**Text section:**
Background information
- Origin: São Paulo, Brazil
- Genres: Christian metal, heavy metal, hard rock, progressive metal, nu metal
- Years active: 1987–present
- Labels: Gospel Records (1990-2000) MK Music (2000-2016)
- Members: Juninho Afram Jean Carllos Duca Tambasco
- Past members: Mauro Henrique Luciano Manga P.G. Walter Lopes Wagner García Alexandre Aposan
- Website: Oficina G3

= Oficina G3 =

Brazilian Christian metal band

Oficina G3 is a Christian metal band from São Paulo, Brazil. Lead vocalist and guitarist Juninho Afram formed the band along with drummer Walter Lopes and bassist Wagner García in 1987. Through their history they have changed their musical style very drastically. Initially they were a heavy metal / hard rock band with influences from Petra and Stryper, then they changed to a more pop rock and metal oriented genre, and recently changing to a more progressive metal driven musical style.

**Supplied material:**
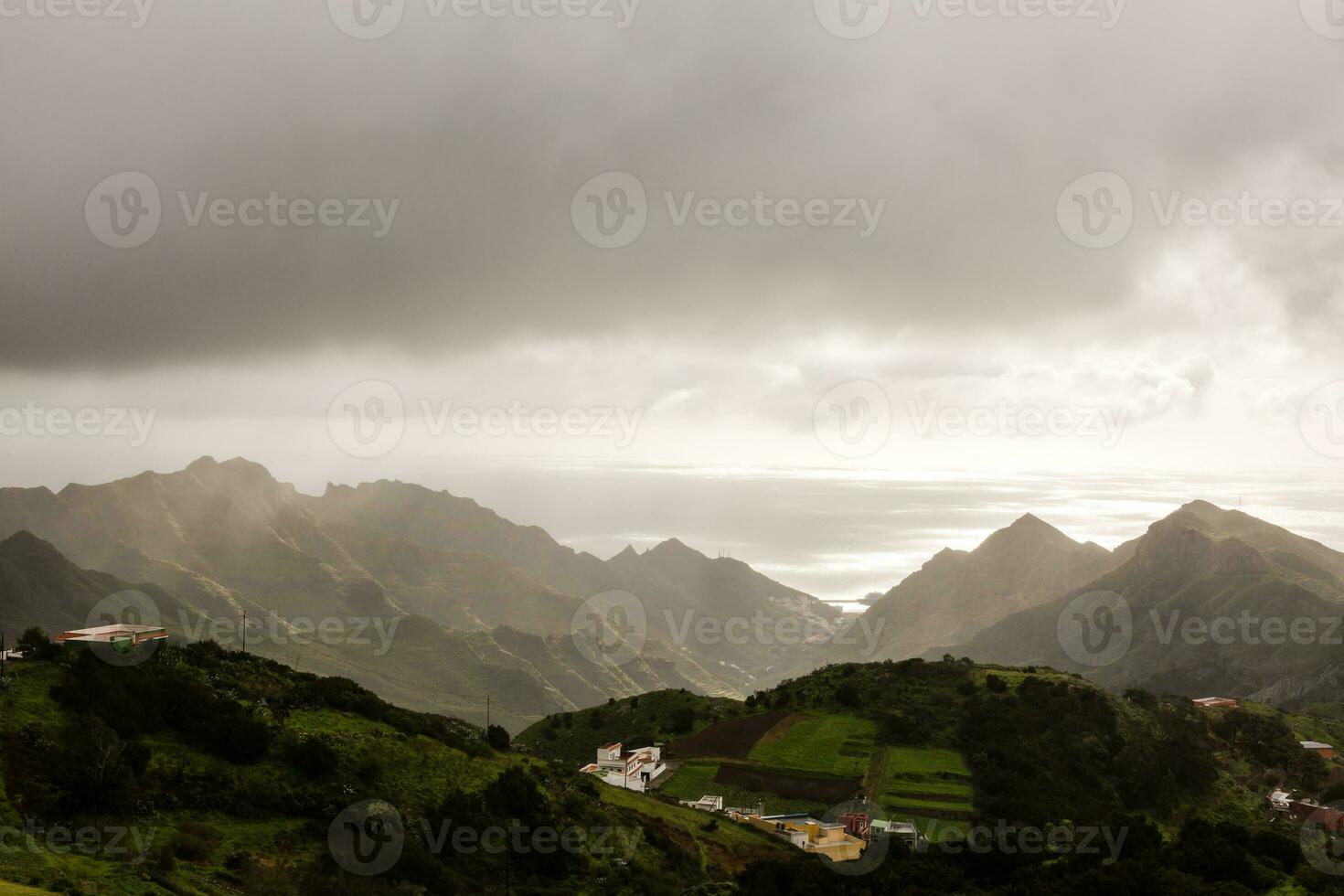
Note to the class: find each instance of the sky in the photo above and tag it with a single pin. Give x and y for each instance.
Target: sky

**Problem A:** Please translate this sentence from the Oficina G3 text into Spanish: "Oficina G3 is a Christian metal band from São Paulo, Brazil."
**Problem B:** Rewrite the Oficina G3 text from "Background information" up to and including "MK Music (2000-2016)", putting "Rio de Janeiro" wherever "São Paulo" appears.

**Solution A:** Oficina G3 es una banda de metal cristiano de São Paulo, Brasil.

**Solution B:**
Background information
- Origin: Rio de Janeiro, Brazil
- Genres: Christian metal, heavy metal, hard rock, progressive metal, nu metal
- Years active: 1987–present
- Labels: Gospel Records (1990-2000) MK Music (2000-2016)